## Exercise goal
Convert the records, from their start through the line containing "758L1368 693L1328 685L911", into a JSON list of strings with one string per line. Omit blank lines and leave the pictures out.

BEGIN

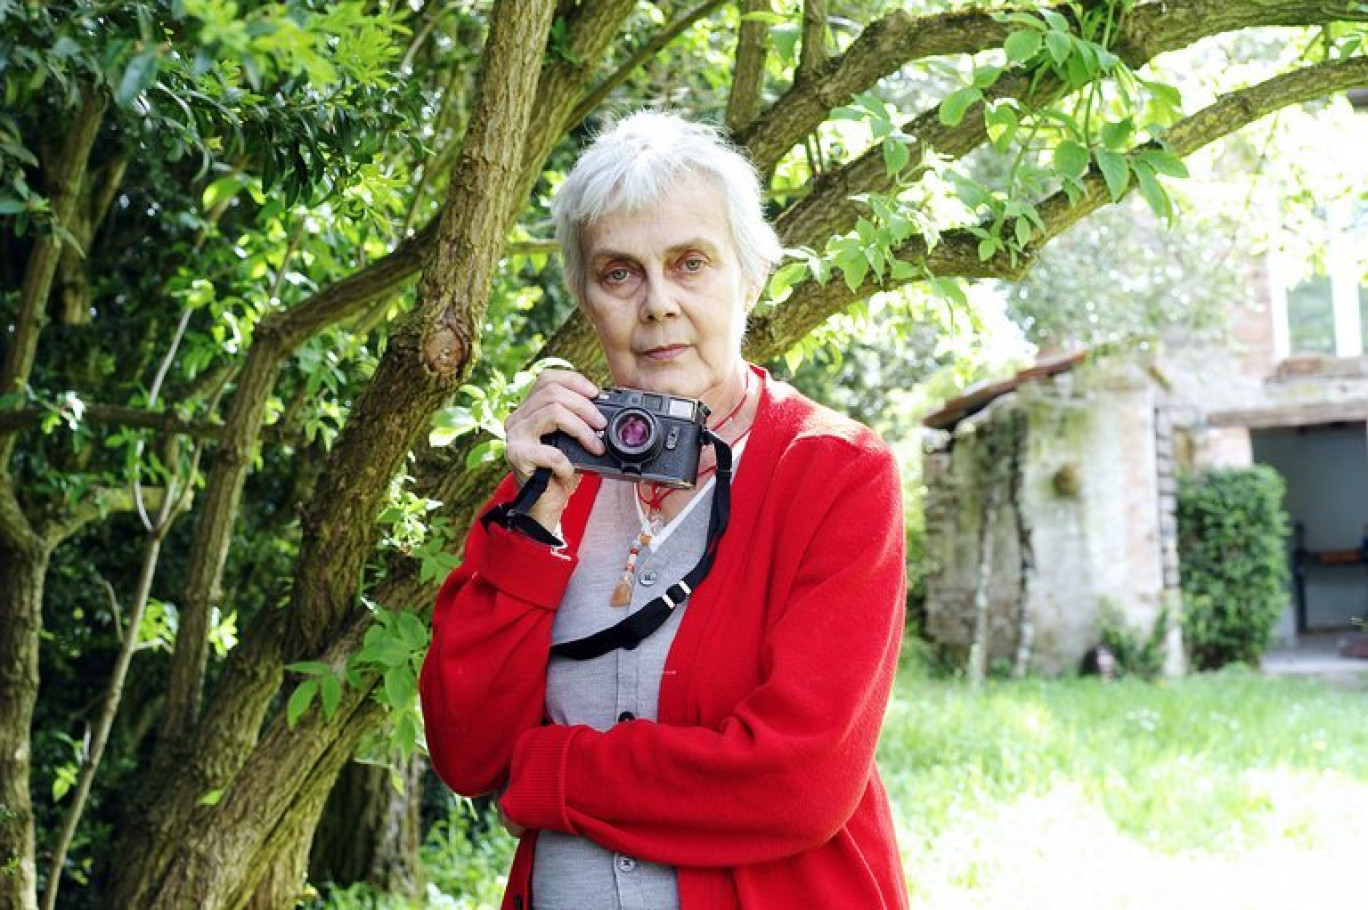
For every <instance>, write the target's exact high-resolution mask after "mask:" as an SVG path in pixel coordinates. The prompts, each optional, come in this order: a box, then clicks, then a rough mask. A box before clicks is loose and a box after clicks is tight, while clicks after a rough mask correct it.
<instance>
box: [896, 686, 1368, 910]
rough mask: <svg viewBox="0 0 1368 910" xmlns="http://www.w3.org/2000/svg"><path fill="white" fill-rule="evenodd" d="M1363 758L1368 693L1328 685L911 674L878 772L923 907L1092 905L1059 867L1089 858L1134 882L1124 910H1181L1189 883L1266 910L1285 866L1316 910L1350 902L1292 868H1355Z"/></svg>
mask: <svg viewBox="0 0 1368 910" xmlns="http://www.w3.org/2000/svg"><path fill="white" fill-rule="evenodd" d="M1365 747H1368V702H1365V701H1364V698H1363V692H1361V691H1347V690H1342V688H1338V687H1331V686H1326V684H1323V683H1312V681H1302V680H1289V679H1265V677H1260V676H1256V675H1252V673H1248V672H1231V671H1228V672H1223V673H1211V675H1201V676H1192V677H1187V679H1181V680H1171V681H1166V683H1163V684H1150V683H1142V681H1140V680H1119V681H1114V683H1105V684H1104V683H1101V681H1100V680H1096V679H1071V680H1048V681H1047V680H1029V681H1019V683H1001V681H997V683H993V681H990V683H989V684H988V686H986V687H985V688H984V690H982V691H979V692H975V691H973V690H969V688H966V687H963V686H959V684H952V683H936V681H926V680H925V679H919V677H915V676H910V675H907V673H904V675H903V676H900V679H899V686H897V687H896V688H895V699H893V703H892V706H891V709H889V712H888V717H886V720H885V724H884V733H882V738H881V742H880V754H878V759H880V768H881V772H882V779H884V783H885V787H886V788H888V792H889V799H891V802H892V805H893V816H895V818H899V820H900V824H902V825H903V827H902V828H900V829H899V839H900V843H902V846H903V850H904V857H906V859H904V869H906V872H907V880H908V884H910V888H911V905H912V906H914V907H919V909H922V907H925V909H933V907H952V906H992V907H1015V906H1040V907H1067V909H1068V910H1075V909H1077V910H1082V909H1085V907H1093V906H1096V899H1097V892H1096V891H1094V889H1092V888H1083V889H1078V888H1074V887H1073V885H1074V884H1075V883H1077V877H1078V876H1077V868H1074V866H1073V865H1071V863H1070V862H1067V861H1064V862H1056V859H1055V857H1077V855H1086V857H1088V866H1089V869H1090V870H1094V872H1096V873H1097V874H1105V876H1108V880H1111V879H1109V877H1111V876H1112V874H1118V876H1127V879H1126V880H1127V883H1129V884H1127V887H1126V899H1124V902H1123V903H1124V906H1133V907H1152V906H1175V905H1174V903H1172V898H1174V888H1175V887H1178V885H1175V883H1186V881H1201V883H1202V887H1201V894H1202V898H1201V899H1202V900H1204V902H1205V903H1207V905H1209V906H1222V907H1246V906H1248V907H1257V906H1267V896H1268V895H1267V891H1264V892H1260V891H1259V888H1260V887H1267V884H1268V880H1267V874H1268V872H1270V870H1267V863H1268V858H1270V857H1278V861H1279V862H1278V865H1276V869H1275V870H1272V874H1275V876H1280V877H1286V876H1290V880H1293V881H1297V883H1298V891H1297V894H1298V895H1301V899H1306V900H1311V902H1312V903H1315V902H1316V900H1315V898H1313V896H1312V894H1315V895H1317V896H1324V895H1326V894H1328V895H1335V894H1339V891H1337V889H1338V888H1341V887H1342V883H1341V881H1338V880H1335V881H1334V883H1330V884H1328V885H1327V888H1326V889H1317V888H1316V887H1315V885H1313V884H1308V880H1306V879H1305V877H1304V876H1301V874H1297V872H1294V870H1298V869H1301V870H1309V869H1320V868H1323V865H1321V863H1323V862H1324V861H1326V851H1327V850H1330V851H1334V853H1335V855H1337V857H1339V858H1341V859H1342V861H1343V862H1350V863H1352V862H1353V859H1352V858H1353V857H1354V855H1356V851H1357V850H1358V844H1360V843H1361V840H1360V835H1358V833H1357V832H1358V831H1360V825H1358V824H1357V821H1356V818H1354V814H1353V813H1352V811H1346V809H1345V807H1346V806H1356V807H1358V806H1364V805H1365V802H1368V770H1365V769H1364V762H1363V761H1361V754H1363V750H1364V749H1365ZM1023 829H1029V831H1031V832H1033V836H1031V837H1027V839H1022V837H1021V836H1019V832H1021V831H1023ZM1014 832H1015V833H1014ZM1041 843H1049V844H1052V847H1051V853H1049V857H1045V858H1042V857H1041V853H1040V844H1041ZM1250 872H1252V873H1254V876H1252V877H1250V876H1249V874H1248V873H1250ZM1246 879H1253V887H1250V881H1246ZM1025 895H1029V898H1027V902H1029V903H1027V905H1023V903H1022V899H1023V896H1025ZM1334 902H1335V900H1334V898H1332V896H1330V899H1327V900H1326V903H1327V905H1332V903H1334ZM1183 906H1187V905H1183Z"/></svg>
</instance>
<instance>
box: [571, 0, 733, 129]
mask: <svg viewBox="0 0 1368 910" xmlns="http://www.w3.org/2000/svg"><path fill="white" fill-rule="evenodd" d="M725 1H726V0H707V3H700V4H699V5H696V7H694V8H692V10H689V11H688V12H685V14H684V15H681V16H680V18H679V19H676V21H674V22H672V23H670V25H668V26H665V27H663V29H661V30H659V31H657V33H655V34H654V36H651V40H650V41H647V42H646V44H643V45H642V47H640V49H639V51H637V52H636V53H633V55H632V57H631V59H629V60H628V62H627V63H624V64H622V66H620V67H618V68H617V70H616V71H614V73H613V75H610V77H607V78H606V79H603V81H602V82H599V83H598V85H595V86H594V89H592V90H591V92H590V93H588V94H586V96H584V99H583V100H581V101H580V103H579V105H577V107H576V108H575V112H573V114H570V123H579V122H581V120H583V119H584V118H587V116H588V115H590V114H592V112H594V109H595V108H598V105H599V104H602V103H603V100H605V99H607V96H610V94H611V93H613V92H614V90H616V89H617V88H618V86H620V85H622V83H624V82H627V79H628V77H631V75H632V73H635V71H636V70H637V68H640V67H642V66H644V64H646V63H647V62H648V60H651V59H653V57H654V56H655V55H657V53H659V52H661V51H663V49H665V48H666V47H668V45H669V44H670V42H672V41H673V40H674V38H677V37H680V36H681V34H684V33H685V31H688V29H689V27H691V26H692V25H694V23H695V22H698V21H699V19H702V18H703V16H706V15H707V14H710V12H713V11H714V10H717V8H718V7H720V5H722V3H725Z"/></svg>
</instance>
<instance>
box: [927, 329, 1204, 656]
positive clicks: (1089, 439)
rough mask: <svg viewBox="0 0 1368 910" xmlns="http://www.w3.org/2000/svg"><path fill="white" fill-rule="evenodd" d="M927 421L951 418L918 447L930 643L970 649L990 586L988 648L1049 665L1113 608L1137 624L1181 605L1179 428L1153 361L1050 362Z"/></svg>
mask: <svg viewBox="0 0 1368 910" xmlns="http://www.w3.org/2000/svg"><path fill="white" fill-rule="evenodd" d="M925 423H926V426H929V427H932V428H934V430H937V431H940V437H938V443H937V445H936V446H934V447H933V449H932V450H930V452H928V454H926V456H925V458H923V482H925V483H926V490H928V493H926V547H928V561H929V562H930V565H932V567H933V568H932V572H930V575H929V576H928V587H926V624H928V628H926V632H928V635H929V636H930V638H932V639H933V640H934V642H937V643H940V645H941V646H945V647H948V649H951V650H962V651H967V649H969V646H970V643H971V642H973V638H974V623H975V616H977V613H975V598H984V599H986V636H985V640H986V643H988V657H989V661H992V662H995V664H999V665H1005V666H1007V668H1012V669H1022V671H1023V669H1030V671H1033V672H1042V673H1048V675H1053V673H1060V672H1067V671H1068V669H1071V668H1075V666H1078V662H1079V660H1081V658H1082V655H1083V654H1085V653H1086V651H1088V650H1089V649H1092V647H1093V646H1094V645H1097V643H1099V636H1100V631H1099V629H1100V620H1101V616H1103V613H1104V610H1108V609H1109V610H1114V612H1115V614H1116V620H1118V621H1120V623H1123V624H1124V625H1127V627H1130V628H1131V629H1133V631H1134V632H1135V634H1137V635H1148V634H1149V632H1150V631H1152V629H1153V628H1155V625H1156V623H1159V617H1160V614H1161V612H1163V610H1164V608H1166V606H1167V608H1168V609H1170V612H1171V610H1172V608H1174V606H1175V603H1176V595H1178V561H1176V549H1175V538H1176V524H1175V517H1174V513H1175V505H1176V502H1175V491H1176V480H1175V473H1174V434H1172V428H1171V419H1170V413H1168V405H1167V398H1166V390H1164V387H1163V385H1161V383H1160V382H1159V380H1157V379H1156V376H1155V375H1153V372H1152V371H1150V369H1148V368H1146V367H1145V365H1144V364H1141V363H1138V361H1123V360H1119V359H1114V360H1101V361H1090V360H1088V359H1086V356H1083V354H1077V356H1073V357H1062V359H1056V360H1049V361H1042V363H1040V364H1037V365H1036V367H1034V368H1031V369H1027V371H1023V372H1021V374H1018V375H1016V376H1012V378H1011V379H1008V380H1005V382H1001V383H996V385H993V386H989V387H985V389H981V390H974V391H971V393H970V394H967V395H963V397H962V398H956V400H955V401H951V402H948V404H947V405H945V408H943V409H941V411H938V412H937V413H934V415H932V416H930V417H928V419H926V421H925ZM1171 627H1172V628H1175V625H1174V624H1171ZM1175 634H1176V632H1171V635H1175ZM1168 645H1170V647H1168V654H1170V669H1171V671H1172V672H1178V671H1179V669H1181V655H1182V649H1181V647H1179V646H1178V643H1176V640H1170V642H1168Z"/></svg>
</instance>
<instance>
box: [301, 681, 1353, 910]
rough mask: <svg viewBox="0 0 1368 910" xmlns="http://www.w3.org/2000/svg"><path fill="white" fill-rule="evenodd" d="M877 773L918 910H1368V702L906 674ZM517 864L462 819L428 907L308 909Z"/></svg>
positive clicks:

END

## Answer to this exercise
[
  "For every <instance>, write the target's exact high-resolution mask after \"mask:\" as an SVG path in pixel coordinates. The prompts, each optional, come in this order: a box, then clicks, then a rough mask. A box before clicks is loose and a box after clicks is tight, while clicks after a rough mask correct it.",
  "<instance>",
  "box: [896, 686, 1368, 910]",
  "rough mask: <svg viewBox=\"0 0 1368 910\" xmlns=\"http://www.w3.org/2000/svg\"><path fill=\"white\" fill-rule=\"evenodd\" d=\"M1363 758L1368 693L1328 685L911 674L878 772L923 907L1092 905L1059 867L1089 858L1134 882L1124 910H1181L1189 883L1266 910L1285 866L1316 910L1350 902L1292 868H1355Z\"/></svg>"
]